◆ Text section ◆
# Czech breeders



## pcaudle8 (Apr 16, 2012)

I am searching for a working german shepherd. What are the best Czech breeders? Price is not a worry, I want a quality working German Shepherd.I am not opposed to shipping either.​


----------



## Emoore (Oct 9, 2002)

To clarify, are you looking for a breeder in the United States who breeds Czech line dogs, or are you looking for a breeder who lives in the Czech Republic?


----------



## ladylaw203 (May 18, 2001)

Feel free to contact me [email protected]


----------



## pcaudle8 (Apr 16, 2012)

Thank you @ladylaw203!  @Emoore it doesnt matter where the breeder is located, I just havent been able to find a breeder with the type of dog I'm looking for. I want a dog with that is more built with blocky features instead of the longer more lean german shepherds I've seen in the U.S.


----------



## Ace952 (Aug 5, 2010)

I know of 2 litters on the ground right now. Excellent breedings done in the czech republic by folks who have decades of experience breeding and training them in the Czech republic.

I'll shoot you a PM.


----------



## ladylaw203 (May 18, 2001)

There are folks here in the US breeding nice Czech lines that work. Many of us import


----------



## miniko (Jun 19, 2012)

Sales of dogs/puppies/litters is not allowed on this board. ADMIN


----------



## robk (Jun 16, 2011)

Hi Miniko, welcome to the forum! If you have them, you should go to the "Welcome" section and post some pictures of your dogs! Do you have a website? If so you could put a link to it in your signature. (By the way, all sales of animals needs to be done through private messages. Board rules). I hope you stick around so we can learn from your experiences! 

Rob


----------



## Sunflowers (Feb 17, 2012)

miniko said:


> Hi
> Quote removed by ADMIN


Vítejte! Very excited to have you here. Please post on the Welcome Mat thread, I, for one, can't wait to see your dogs and learn from you.


----------



## Sunflowers (Feb 17, 2012)

pcaudle8 said:


> I am searching for a working german shepherd. What are the best Czech breeders? Price is not a worry, I want a quality working German Shepherd.I am not opposed to shipping either.​


I got mine from here.
German Shepherd breeder,German Shepherd puppies


----------



## weberhaus (Jan 2, 2008)

Please tell us more about what you are looking for in a pup like what would you like to do with it
family, sport?
this may help some of the people here point you in a right direction.
Good breeders may have good dogs but they may not be what you are looking for. 
 The more info you give the better chance members here can help you.


----------

◆ Data extract ◆
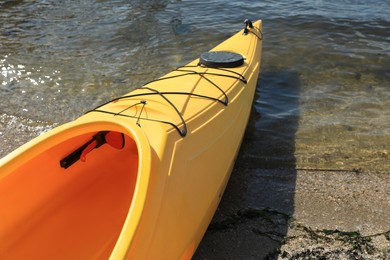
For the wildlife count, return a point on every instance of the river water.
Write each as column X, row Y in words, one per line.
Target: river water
column 323, row 99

◆ Stated exercise ◆
Reproduce the Czech breeders thread word for word, from "I got mine from" to "a right direction.".

◆ Task response ◆
I got mine from here.
German Shepherd breeder,German Shepherd puppies


----------



## weberhaus (Jan 2, 2008)

Please tell us more about what you are looking for in a pup like what would you like to do with it
family, sport?
this may help some of the people here point you in a right direction.